* _Objective_
Pick out every line in the items below that contains the string "landscaped", and treat uppercase and lowercase as different.
[Start of Exercise materials]
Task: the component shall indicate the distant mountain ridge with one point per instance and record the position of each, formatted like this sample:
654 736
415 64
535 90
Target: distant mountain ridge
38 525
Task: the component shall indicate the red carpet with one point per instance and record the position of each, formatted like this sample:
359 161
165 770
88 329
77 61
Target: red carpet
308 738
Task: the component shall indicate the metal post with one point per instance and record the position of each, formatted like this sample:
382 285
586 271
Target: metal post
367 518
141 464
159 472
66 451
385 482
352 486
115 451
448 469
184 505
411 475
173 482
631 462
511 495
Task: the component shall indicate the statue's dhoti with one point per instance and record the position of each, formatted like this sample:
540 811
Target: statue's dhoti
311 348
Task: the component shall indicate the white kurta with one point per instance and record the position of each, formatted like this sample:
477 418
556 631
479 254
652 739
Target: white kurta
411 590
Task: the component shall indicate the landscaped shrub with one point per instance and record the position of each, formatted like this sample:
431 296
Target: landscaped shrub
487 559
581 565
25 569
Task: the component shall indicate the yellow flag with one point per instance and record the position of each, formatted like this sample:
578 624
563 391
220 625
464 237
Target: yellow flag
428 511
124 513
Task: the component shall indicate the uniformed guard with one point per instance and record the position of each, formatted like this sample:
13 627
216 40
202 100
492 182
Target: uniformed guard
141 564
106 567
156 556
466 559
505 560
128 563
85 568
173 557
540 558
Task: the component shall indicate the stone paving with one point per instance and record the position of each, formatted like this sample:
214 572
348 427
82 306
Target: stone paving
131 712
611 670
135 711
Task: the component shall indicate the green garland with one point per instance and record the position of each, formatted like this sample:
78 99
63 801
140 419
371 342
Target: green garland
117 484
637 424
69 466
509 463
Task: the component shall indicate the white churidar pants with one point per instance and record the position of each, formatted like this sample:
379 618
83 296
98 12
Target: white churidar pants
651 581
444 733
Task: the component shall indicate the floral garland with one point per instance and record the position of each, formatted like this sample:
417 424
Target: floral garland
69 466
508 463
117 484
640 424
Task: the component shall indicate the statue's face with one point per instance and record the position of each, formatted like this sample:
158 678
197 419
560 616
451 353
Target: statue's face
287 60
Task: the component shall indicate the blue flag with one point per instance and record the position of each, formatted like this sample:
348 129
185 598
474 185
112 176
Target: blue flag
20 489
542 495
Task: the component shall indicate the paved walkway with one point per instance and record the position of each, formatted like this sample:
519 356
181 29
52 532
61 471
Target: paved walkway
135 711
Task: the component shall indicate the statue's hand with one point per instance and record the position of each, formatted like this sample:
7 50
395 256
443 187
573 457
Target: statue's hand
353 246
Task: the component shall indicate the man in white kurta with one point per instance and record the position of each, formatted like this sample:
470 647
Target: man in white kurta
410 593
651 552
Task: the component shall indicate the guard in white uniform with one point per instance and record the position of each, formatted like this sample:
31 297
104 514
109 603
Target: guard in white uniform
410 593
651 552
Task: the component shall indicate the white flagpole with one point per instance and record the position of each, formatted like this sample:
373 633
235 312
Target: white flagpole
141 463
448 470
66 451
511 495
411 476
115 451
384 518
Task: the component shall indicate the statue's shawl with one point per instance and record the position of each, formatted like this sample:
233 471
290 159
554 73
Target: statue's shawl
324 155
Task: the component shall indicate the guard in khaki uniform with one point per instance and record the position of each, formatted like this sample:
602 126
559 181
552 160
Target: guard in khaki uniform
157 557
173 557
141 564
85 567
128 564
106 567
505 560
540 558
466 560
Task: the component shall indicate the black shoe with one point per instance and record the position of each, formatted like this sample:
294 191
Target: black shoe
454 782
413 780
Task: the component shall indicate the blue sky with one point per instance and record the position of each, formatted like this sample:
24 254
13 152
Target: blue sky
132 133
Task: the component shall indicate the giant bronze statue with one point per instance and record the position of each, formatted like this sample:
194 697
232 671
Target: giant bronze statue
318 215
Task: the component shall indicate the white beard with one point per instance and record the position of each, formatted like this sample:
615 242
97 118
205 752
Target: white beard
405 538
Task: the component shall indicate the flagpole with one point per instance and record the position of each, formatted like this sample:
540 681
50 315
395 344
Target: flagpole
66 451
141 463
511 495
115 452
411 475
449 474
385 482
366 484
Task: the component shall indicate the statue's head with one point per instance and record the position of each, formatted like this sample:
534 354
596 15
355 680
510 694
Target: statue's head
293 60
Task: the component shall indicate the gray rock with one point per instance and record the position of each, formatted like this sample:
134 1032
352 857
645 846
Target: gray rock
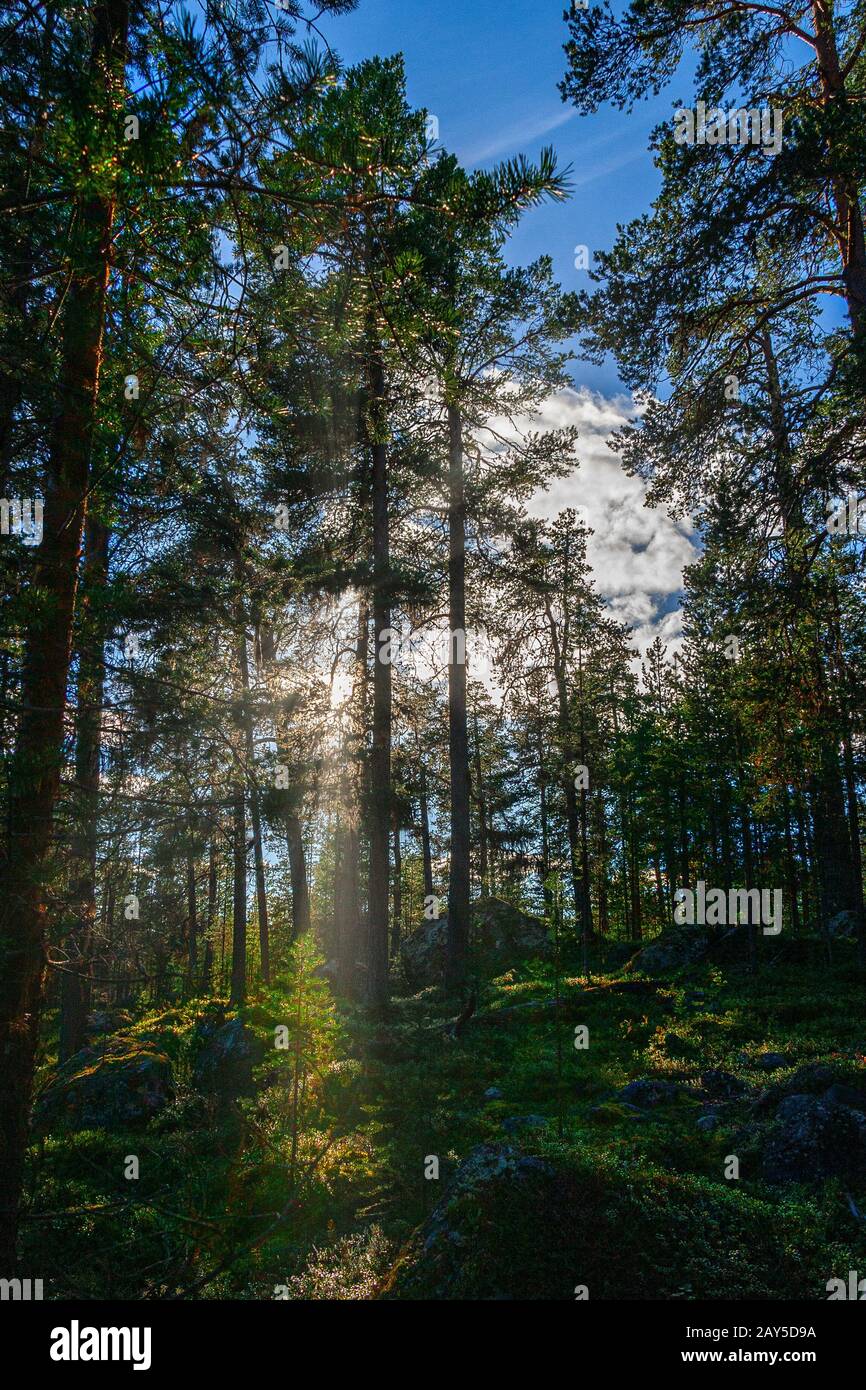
[End of Exercise materials]
* _Solution to this task_
Task: the component shall indicate the landscaped shrub with one point per instance and record the position of each, formatted like this sample:
Target: landscaped shrub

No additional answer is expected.